### Exercise brief
In the items below, from the line with "Task: ground the wooden" through the end of the items, swap "wooden chair" for "dining chair" and reproduce those lines with nothing else altered.
Start of Records for the task
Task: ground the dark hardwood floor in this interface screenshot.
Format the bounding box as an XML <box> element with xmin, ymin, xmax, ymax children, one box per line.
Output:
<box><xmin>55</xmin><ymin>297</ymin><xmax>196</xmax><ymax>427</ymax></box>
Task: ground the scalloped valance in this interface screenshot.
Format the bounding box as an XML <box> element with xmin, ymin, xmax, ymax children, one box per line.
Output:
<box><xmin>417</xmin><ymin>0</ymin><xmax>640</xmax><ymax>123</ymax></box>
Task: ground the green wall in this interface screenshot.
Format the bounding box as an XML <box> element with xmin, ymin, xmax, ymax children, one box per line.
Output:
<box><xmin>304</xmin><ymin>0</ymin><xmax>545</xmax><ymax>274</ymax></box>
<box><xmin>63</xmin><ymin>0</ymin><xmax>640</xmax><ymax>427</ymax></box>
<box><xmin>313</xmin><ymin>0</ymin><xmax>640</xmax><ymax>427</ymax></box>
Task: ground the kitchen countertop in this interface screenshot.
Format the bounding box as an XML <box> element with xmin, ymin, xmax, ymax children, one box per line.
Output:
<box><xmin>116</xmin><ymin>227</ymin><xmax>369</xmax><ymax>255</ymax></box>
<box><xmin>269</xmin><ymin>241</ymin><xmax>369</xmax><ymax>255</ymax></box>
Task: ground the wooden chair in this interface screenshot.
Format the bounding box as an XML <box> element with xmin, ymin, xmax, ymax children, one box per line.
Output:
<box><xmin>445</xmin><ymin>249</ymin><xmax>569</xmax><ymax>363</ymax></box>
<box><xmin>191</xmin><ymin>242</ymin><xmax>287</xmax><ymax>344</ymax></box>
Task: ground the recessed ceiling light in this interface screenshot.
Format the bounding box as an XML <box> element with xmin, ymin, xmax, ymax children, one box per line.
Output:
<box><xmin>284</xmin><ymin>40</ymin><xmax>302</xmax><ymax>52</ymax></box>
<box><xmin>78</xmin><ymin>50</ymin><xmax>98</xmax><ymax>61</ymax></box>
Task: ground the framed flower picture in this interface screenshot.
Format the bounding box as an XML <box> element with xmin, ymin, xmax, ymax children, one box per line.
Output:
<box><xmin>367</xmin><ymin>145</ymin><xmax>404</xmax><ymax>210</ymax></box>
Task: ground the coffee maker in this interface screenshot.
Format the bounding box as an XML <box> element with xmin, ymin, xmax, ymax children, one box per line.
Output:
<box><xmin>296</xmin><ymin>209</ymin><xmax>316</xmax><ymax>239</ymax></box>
End of Records for the task
### Written reply
Task: ground the dining chair in this interface screenshot.
Format the bounding box as an XML <box> element with xmin, ymin, xmax, ymax children, one box per line.
Output:
<box><xmin>445</xmin><ymin>249</ymin><xmax>569</xmax><ymax>363</ymax></box>
<box><xmin>191</xmin><ymin>242</ymin><xmax>287</xmax><ymax>344</ymax></box>
Task: ground the recessed ceiling light in this interface screenshot.
Format the bounding box as an XML <box> element with xmin, ymin, xmax, ymax children, one box per line.
Output:
<box><xmin>284</xmin><ymin>40</ymin><xmax>302</xmax><ymax>52</ymax></box>
<box><xmin>78</xmin><ymin>50</ymin><xmax>98</xmax><ymax>61</ymax></box>
Task: ground the framed flower picture in this interface screenshot.
Format the bounding box as an XML <box> element with xmin, ymin, xmax, ymax children, one box per line.
Output:
<box><xmin>367</xmin><ymin>145</ymin><xmax>404</xmax><ymax>210</ymax></box>
Task: ground the coffee maker in this interface screenshot.
Format the bounding box as an XML <box> element with xmin, ymin, xmax, ymax children, one box per line.
Output:
<box><xmin>296</xmin><ymin>209</ymin><xmax>316</xmax><ymax>239</ymax></box>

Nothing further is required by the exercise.